Records from a point labeling set:

--- Start ---

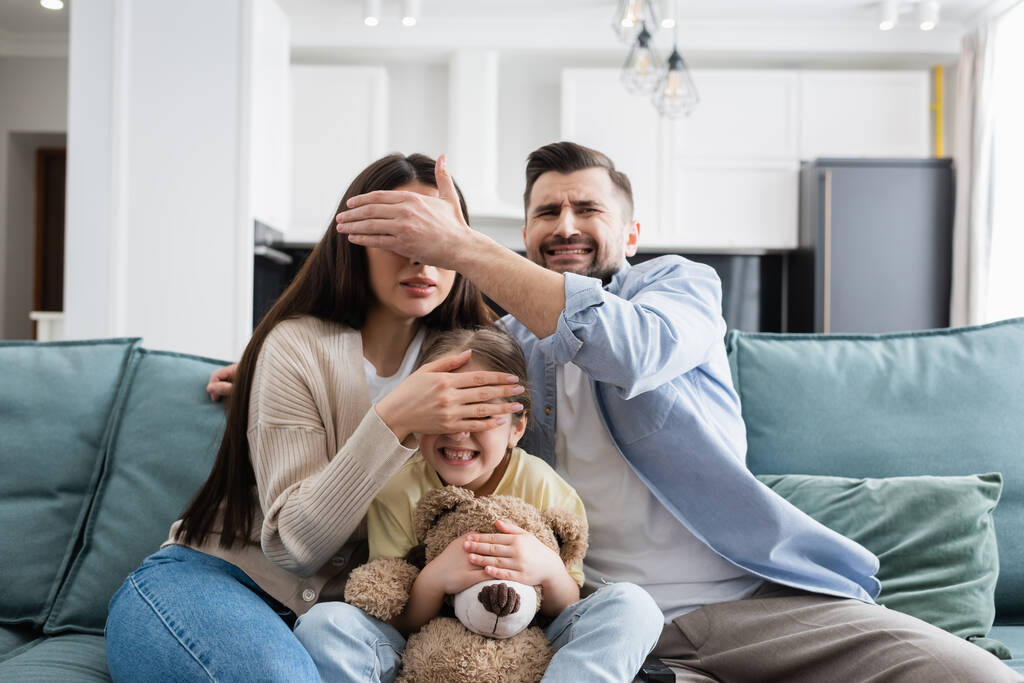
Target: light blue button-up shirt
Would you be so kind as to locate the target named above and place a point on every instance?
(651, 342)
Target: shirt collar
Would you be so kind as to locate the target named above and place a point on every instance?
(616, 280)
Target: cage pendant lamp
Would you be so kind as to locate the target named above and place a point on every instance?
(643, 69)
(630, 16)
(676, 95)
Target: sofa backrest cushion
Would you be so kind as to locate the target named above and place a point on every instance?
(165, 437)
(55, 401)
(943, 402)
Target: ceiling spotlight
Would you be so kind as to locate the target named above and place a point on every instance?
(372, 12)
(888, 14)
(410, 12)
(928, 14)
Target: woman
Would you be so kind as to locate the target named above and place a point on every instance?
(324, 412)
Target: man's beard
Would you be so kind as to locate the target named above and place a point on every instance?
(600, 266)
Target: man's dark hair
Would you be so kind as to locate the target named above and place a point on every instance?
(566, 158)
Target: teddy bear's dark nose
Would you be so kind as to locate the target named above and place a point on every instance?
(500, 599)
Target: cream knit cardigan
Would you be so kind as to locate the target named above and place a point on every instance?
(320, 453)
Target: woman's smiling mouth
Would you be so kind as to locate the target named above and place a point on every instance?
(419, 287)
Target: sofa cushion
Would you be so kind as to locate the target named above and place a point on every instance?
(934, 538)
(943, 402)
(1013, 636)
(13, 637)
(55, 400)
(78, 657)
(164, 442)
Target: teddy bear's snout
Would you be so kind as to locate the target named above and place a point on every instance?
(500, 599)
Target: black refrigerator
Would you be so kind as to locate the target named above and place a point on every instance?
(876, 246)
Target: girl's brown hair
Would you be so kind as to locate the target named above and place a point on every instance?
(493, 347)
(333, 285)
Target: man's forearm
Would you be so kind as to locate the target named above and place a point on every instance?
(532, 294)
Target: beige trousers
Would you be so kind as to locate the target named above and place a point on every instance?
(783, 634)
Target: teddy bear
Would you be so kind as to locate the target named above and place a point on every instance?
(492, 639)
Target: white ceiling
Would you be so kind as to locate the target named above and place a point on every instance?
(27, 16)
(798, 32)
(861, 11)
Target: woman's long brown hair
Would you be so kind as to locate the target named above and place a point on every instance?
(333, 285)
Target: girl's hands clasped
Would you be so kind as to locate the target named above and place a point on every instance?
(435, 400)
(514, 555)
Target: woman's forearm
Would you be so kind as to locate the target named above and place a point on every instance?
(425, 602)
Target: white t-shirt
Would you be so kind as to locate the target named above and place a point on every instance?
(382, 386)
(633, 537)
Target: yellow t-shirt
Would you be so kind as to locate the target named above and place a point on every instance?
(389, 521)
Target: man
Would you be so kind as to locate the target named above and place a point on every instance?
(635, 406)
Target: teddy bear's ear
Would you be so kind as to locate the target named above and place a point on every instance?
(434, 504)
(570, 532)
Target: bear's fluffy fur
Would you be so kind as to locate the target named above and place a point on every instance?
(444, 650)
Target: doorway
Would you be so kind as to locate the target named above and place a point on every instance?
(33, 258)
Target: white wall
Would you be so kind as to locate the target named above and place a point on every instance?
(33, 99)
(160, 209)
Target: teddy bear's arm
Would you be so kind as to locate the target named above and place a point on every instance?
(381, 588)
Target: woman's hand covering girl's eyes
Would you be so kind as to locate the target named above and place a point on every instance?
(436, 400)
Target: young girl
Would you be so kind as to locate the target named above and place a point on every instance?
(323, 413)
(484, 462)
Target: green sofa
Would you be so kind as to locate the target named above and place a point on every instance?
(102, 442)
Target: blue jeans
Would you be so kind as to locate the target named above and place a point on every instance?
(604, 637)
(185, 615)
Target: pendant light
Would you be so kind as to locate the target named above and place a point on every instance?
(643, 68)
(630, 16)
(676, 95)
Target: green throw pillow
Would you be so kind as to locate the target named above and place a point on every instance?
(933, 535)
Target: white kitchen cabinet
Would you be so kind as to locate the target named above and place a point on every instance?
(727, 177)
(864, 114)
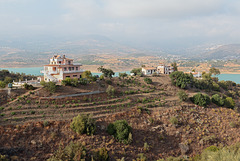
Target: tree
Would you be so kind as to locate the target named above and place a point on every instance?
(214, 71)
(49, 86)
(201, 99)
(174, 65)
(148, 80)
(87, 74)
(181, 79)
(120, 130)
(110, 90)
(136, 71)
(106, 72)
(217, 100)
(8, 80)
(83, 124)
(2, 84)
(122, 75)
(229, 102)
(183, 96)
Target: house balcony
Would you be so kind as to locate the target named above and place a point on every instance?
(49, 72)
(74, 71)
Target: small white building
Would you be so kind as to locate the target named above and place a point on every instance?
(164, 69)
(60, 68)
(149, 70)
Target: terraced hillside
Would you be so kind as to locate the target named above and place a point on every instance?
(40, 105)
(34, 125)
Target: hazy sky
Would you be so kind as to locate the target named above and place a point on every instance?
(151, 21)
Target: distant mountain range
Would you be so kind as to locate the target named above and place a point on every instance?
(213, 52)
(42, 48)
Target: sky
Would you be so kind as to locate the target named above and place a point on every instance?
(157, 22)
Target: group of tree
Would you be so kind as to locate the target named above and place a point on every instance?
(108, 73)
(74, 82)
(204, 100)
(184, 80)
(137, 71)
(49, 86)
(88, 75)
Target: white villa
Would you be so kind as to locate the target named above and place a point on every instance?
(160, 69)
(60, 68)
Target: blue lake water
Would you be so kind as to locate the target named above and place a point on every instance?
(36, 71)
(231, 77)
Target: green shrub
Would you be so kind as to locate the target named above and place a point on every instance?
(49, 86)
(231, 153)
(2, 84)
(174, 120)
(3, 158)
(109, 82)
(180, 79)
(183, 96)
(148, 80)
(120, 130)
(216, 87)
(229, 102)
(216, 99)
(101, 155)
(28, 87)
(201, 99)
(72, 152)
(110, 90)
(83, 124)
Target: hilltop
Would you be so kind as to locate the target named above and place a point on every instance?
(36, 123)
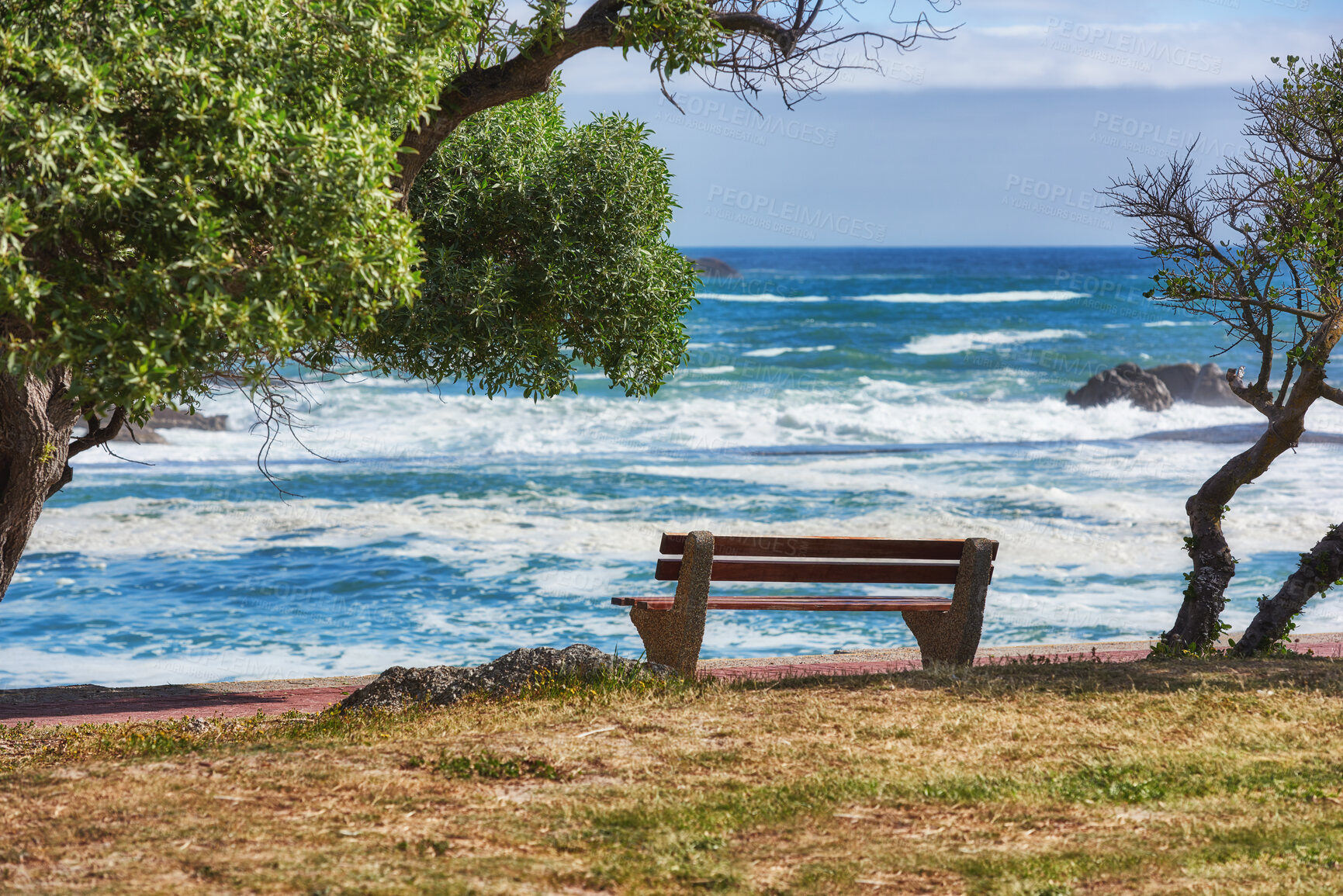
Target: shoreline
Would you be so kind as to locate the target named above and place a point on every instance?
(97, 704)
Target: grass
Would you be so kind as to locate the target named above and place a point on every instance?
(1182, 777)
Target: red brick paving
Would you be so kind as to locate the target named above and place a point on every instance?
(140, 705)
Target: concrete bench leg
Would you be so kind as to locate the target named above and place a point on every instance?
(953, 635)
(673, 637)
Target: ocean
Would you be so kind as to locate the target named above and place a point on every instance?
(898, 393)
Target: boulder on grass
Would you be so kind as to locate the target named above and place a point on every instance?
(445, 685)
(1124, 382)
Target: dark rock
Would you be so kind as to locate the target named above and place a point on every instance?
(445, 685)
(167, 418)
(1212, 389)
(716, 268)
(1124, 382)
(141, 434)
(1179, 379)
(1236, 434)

--- End ---
--- Start ---

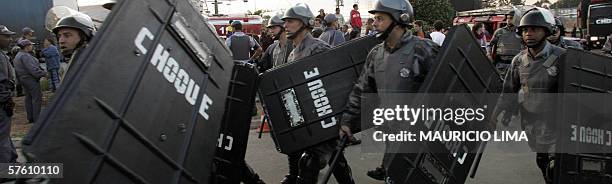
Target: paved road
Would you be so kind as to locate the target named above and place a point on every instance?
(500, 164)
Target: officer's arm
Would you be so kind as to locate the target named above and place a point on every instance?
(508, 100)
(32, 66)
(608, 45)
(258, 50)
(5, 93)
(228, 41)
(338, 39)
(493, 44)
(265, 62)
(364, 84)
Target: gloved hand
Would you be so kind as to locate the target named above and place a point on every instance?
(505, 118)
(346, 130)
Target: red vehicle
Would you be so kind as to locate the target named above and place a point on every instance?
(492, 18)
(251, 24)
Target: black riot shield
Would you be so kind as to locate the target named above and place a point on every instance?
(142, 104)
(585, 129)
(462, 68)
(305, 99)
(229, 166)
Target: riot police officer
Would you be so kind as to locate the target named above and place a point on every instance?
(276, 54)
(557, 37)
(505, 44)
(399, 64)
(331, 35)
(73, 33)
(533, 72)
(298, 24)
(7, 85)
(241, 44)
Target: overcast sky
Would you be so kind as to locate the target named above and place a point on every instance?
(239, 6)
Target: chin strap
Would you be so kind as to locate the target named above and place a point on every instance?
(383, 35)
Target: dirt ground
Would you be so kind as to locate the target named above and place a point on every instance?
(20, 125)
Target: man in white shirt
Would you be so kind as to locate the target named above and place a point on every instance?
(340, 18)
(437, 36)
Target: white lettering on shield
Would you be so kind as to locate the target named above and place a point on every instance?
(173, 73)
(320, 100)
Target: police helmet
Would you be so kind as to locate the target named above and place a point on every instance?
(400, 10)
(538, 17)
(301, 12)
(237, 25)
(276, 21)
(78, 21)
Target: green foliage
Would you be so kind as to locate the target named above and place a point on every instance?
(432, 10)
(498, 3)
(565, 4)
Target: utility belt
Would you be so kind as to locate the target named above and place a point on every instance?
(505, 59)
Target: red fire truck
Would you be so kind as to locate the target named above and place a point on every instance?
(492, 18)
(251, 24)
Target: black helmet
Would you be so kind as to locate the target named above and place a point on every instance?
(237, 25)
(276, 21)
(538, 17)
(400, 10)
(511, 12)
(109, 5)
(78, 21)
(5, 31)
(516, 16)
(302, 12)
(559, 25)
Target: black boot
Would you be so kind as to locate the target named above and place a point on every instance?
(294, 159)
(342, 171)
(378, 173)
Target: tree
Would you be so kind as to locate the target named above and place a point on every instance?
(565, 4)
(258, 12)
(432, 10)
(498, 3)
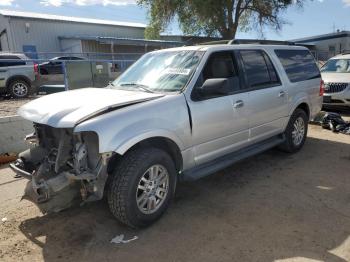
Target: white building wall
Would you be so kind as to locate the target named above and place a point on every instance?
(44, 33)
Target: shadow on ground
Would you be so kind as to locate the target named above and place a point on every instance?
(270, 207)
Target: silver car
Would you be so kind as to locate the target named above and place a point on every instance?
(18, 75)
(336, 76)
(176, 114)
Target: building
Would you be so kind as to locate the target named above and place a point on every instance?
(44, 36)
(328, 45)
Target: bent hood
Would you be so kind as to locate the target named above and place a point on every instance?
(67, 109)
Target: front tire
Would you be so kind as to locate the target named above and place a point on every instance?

--- End ---

» Short task:
Gather every line of the records that contains the word "pendant" and copy each one.

» Full response:
Target: cage pendant lamp
Target: pendant light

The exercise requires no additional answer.